OBJECTIVE:
Convert the records that follow into a JSON list of strings, with one string per line and no blank lines. Include every record, and leave the pictures out.
--- RECORDS PROVIDED ---
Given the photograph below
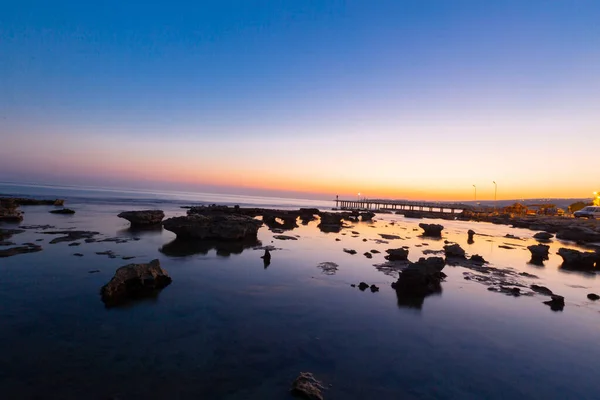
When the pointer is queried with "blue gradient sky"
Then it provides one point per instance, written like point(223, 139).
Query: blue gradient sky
point(411, 99)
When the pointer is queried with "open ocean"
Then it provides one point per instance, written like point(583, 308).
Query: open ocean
point(229, 328)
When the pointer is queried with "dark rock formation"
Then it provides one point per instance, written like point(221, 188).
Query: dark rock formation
point(557, 303)
point(400, 254)
point(578, 260)
point(143, 218)
point(219, 227)
point(13, 251)
point(307, 387)
point(471, 233)
point(134, 281)
point(66, 211)
point(543, 236)
point(454, 251)
point(421, 278)
point(432, 230)
point(541, 290)
point(539, 253)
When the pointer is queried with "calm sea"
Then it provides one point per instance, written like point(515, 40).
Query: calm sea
point(229, 328)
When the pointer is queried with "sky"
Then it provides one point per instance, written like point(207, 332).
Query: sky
point(414, 99)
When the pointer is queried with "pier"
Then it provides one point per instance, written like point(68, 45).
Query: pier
point(401, 205)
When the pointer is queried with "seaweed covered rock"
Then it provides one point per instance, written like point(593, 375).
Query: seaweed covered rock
point(143, 218)
point(134, 281)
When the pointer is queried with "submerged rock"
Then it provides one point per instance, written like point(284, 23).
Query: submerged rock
point(557, 303)
point(543, 236)
point(400, 254)
point(220, 227)
point(578, 260)
point(539, 253)
point(307, 387)
point(13, 251)
point(143, 218)
point(134, 281)
point(454, 251)
point(433, 230)
point(421, 278)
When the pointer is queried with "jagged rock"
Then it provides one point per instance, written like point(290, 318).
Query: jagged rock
point(557, 303)
point(400, 254)
point(219, 227)
point(543, 236)
point(13, 251)
point(134, 281)
point(433, 230)
point(66, 211)
point(573, 259)
point(471, 233)
point(539, 253)
point(541, 290)
point(454, 250)
point(578, 234)
point(421, 278)
point(307, 387)
point(143, 218)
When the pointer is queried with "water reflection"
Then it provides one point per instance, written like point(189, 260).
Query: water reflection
point(183, 248)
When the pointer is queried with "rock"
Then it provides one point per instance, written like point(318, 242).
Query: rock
point(66, 211)
point(454, 250)
point(578, 234)
point(539, 253)
point(421, 278)
point(557, 303)
point(13, 251)
point(577, 260)
point(471, 233)
point(433, 230)
point(477, 259)
point(400, 254)
point(367, 216)
point(389, 237)
point(541, 290)
point(307, 387)
point(219, 227)
point(143, 218)
point(284, 237)
point(543, 236)
point(134, 281)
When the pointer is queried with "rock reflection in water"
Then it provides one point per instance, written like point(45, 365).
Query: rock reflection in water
point(183, 248)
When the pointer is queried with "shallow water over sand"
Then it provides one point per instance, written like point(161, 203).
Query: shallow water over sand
point(227, 327)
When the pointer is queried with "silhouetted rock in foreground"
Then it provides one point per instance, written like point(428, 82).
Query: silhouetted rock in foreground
point(307, 386)
point(433, 230)
point(219, 226)
point(143, 218)
point(134, 281)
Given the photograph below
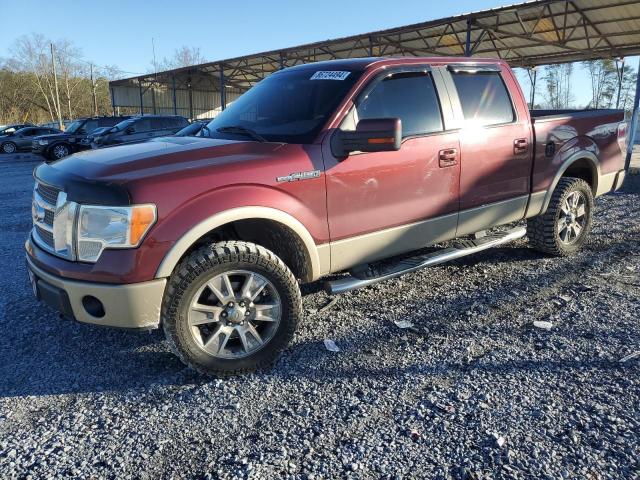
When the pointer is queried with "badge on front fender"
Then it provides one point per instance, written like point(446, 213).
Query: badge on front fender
point(295, 176)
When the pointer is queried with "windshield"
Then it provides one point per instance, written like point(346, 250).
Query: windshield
point(289, 106)
point(74, 126)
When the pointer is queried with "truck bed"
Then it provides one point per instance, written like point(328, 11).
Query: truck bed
point(592, 130)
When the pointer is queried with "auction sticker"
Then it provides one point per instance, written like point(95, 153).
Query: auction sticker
point(330, 75)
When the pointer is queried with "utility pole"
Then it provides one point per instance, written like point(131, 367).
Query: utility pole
point(55, 81)
point(620, 72)
point(93, 90)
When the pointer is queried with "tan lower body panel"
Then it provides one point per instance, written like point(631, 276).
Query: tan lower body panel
point(393, 241)
point(136, 305)
point(486, 216)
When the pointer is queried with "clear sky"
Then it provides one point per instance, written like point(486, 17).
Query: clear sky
point(118, 32)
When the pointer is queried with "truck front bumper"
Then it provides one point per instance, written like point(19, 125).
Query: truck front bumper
point(135, 305)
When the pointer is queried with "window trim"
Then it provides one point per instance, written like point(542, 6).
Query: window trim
point(474, 70)
point(381, 76)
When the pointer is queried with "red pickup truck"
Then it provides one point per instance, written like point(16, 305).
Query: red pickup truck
point(320, 168)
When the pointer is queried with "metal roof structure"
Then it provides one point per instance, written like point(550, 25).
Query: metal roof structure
point(538, 32)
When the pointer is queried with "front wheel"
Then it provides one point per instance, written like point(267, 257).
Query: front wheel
point(230, 308)
point(563, 229)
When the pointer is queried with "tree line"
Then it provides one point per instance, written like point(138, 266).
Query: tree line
point(43, 81)
point(28, 80)
point(612, 85)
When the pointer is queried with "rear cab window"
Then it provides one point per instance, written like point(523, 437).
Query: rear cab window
point(484, 97)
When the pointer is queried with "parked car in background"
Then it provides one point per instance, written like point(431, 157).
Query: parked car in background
---
COMPLETED TASK:
[
  "Given the photograph below",
  "When the pointer is queried with \"blue gradient sky\"",
  "Then it provides one point per instance, written like point(223, 139).",
  "Query: blue gradient sky",
  "point(411, 99)",
  "When the pointer is queried with \"open ocean\"",
  "Then it provides one point per instance, written like point(583, 308).",
  "Query: open ocean",
  "point(229, 328)",
  "When the pointer is queried with \"dark rock formation\"",
  "Then it provides one point per instance, written like point(221, 188).",
  "Query: dark rock formation",
  "point(557, 303)",
  "point(400, 254)",
  "point(578, 260)",
  "point(143, 218)",
  "point(219, 227)",
  "point(13, 251)",
  "point(307, 387)",
  "point(471, 233)",
  "point(134, 281)",
  "point(66, 211)",
  "point(543, 236)",
  "point(454, 251)",
  "point(421, 278)",
  "point(432, 230)",
  "point(541, 290)",
  "point(539, 253)",
  "When the pointer is queried with \"calm sea\"",
  "Then it provides one point per instance, written like point(515, 40).",
  "Query: calm sea",
  "point(229, 328)",
  "When the pointer is queried with \"sky\"",
  "Then it provides one point per instance, written like point(207, 332).",
  "Query: sky",
  "point(414, 99)",
  "When the pointer is queried with \"pier\"",
  "Then it provides one point per instance, written like point(68, 45).",
  "Query: pier",
  "point(401, 205)",
  "When the pointer is queried with \"seaweed covered rock\"",
  "Then it provides one point per instance, written like point(593, 375).",
  "Query: seaweed covered rock",
  "point(143, 218)",
  "point(134, 281)",
  "When the pointer is queried with \"submerged rock\"",
  "Then it provides one point per instance, written like point(284, 23).",
  "Query: submerged rock",
  "point(557, 303)",
  "point(543, 236)",
  "point(400, 254)",
  "point(220, 227)",
  "point(578, 260)",
  "point(539, 253)",
  "point(307, 387)",
  "point(13, 251)",
  "point(143, 218)",
  "point(134, 281)",
  "point(454, 251)",
  "point(433, 230)",
  "point(421, 278)",
  "When the pointer is queried with \"jagged rock\"",
  "Then it provides one point per instance, written like point(290, 318).",
  "Query: jagged rock",
  "point(557, 303)",
  "point(400, 254)",
  "point(219, 227)",
  "point(543, 236)",
  "point(13, 251)",
  "point(134, 281)",
  "point(433, 230)",
  "point(66, 211)",
  "point(573, 259)",
  "point(471, 233)",
  "point(539, 253)",
  "point(541, 290)",
  "point(454, 250)",
  "point(578, 234)",
  "point(421, 278)",
  "point(307, 387)",
  "point(143, 218)",
  "When the pointer is queried with \"water reflection\"",
  "Then it provides one point per instance, written like point(189, 260).",
  "Query: water reflection",
  "point(183, 248)",
  "When the pointer is queried with \"rock\"",
  "Then it provides one point per instance, written like point(318, 242).",
  "Query: rock",
  "point(66, 211)",
  "point(454, 250)",
  "point(578, 234)",
  "point(539, 253)",
  "point(421, 278)",
  "point(557, 303)",
  "point(13, 251)",
  "point(577, 260)",
  "point(471, 233)",
  "point(433, 230)",
  "point(477, 259)",
  "point(400, 254)",
  "point(367, 216)",
  "point(389, 237)",
  "point(541, 290)",
  "point(307, 387)",
  "point(219, 227)",
  "point(143, 218)",
  "point(284, 237)",
  "point(543, 236)",
  "point(134, 281)",
  "When the pointer is queried with \"rock reflection in water\"",
  "Then it provides one point per instance, written like point(45, 365).",
  "Query: rock reflection in water",
  "point(183, 248)",
  "When the pointer is queried with \"shallow water over sand\"",
  "Then it provides one point per instance, written like point(161, 203).",
  "Query: shallow water over sand",
  "point(227, 327)",
  "When the pointer is queried with \"silhouetted rock in foreground\"",
  "Then it provides one point per instance, written like point(428, 82).",
  "Query: silhouetted rock in foreground",
  "point(307, 386)",
  "point(433, 230)",
  "point(219, 226)",
  "point(143, 218)",
  "point(134, 281)",
  "Given the photograph below",
  "When the pointer is queried with \"badge on front fender\"",
  "Then it provides one point per instance, written like point(446, 213).",
  "Query: badge on front fender",
  "point(295, 176)",
  "When the pointer is queried with \"windshield\"",
  "Then it provides one point per instance, written like point(346, 250).",
  "Query: windshield",
  "point(289, 106)",
  "point(74, 126)",
  "When the pointer is queried with \"truck bed\"",
  "Then it provides one point per instance, written like point(328, 11).",
  "Query: truck bed",
  "point(592, 130)",
  "When the pointer is queried with \"auction sticker\"",
  "Then it provides one point per instance, written like point(95, 153).",
  "Query: auction sticker",
  "point(330, 75)",
  "When the pointer is queried with \"utility pole\"",
  "Then it provides one point per instance, written like point(131, 367).",
  "Query: utility pole",
  "point(55, 81)",
  "point(620, 72)",
  "point(93, 90)",
  "When the pointer is queried with \"tan lower body panel\"",
  "Then it provides one point per instance, written like point(631, 276).",
  "Query: tan lower body panel",
  "point(393, 241)",
  "point(136, 305)",
  "point(486, 216)",
  "When the pointer is queried with \"clear sky\"",
  "Then it provides one point per instance, written like point(486, 17).",
  "Query: clear sky",
  "point(118, 32)",
  "When the pointer is queried with \"truck front bumper\"",
  "Then it provides one point per instance, written like point(19, 125).",
  "Query: truck front bumper",
  "point(135, 305)",
  "When the pointer is queried with \"window trim\"",
  "Then it provides one point per instance, written like point(542, 6).",
  "Query: window trim",
  "point(474, 70)",
  "point(381, 76)",
  "When the pointer is queried with \"red pickup truck\"",
  "Then it provides one point per instance, written like point(16, 305).",
  "Query: red pickup truck",
  "point(320, 168)",
  "When the pointer is queried with \"metal roof structure\"",
  "Then it provides one point per instance, written like point(550, 25).",
  "Query: metal roof structure",
  "point(538, 32)",
  "When the pointer is queried with \"front wheel\"",
  "Then it provides one point per instance, written like point(267, 257).",
  "Query: front wheel",
  "point(230, 308)",
  "point(563, 229)",
  "When the pointer is queried with \"tree line\"",
  "Then it provides one point per instance, written like point(138, 266).",
  "Query: tree line",
  "point(43, 81)",
  "point(28, 80)",
  "point(612, 85)",
  "When the pointer is queried with \"rear cab window\"",
  "Then it provides one point per instance, written like point(523, 437).",
  "Query: rear cab window",
  "point(484, 97)",
  "When the pointer is queried with \"parked car in background\"",
  "Then it provides one point per instance, written like point(431, 157).",
  "Query: parked car in background"
]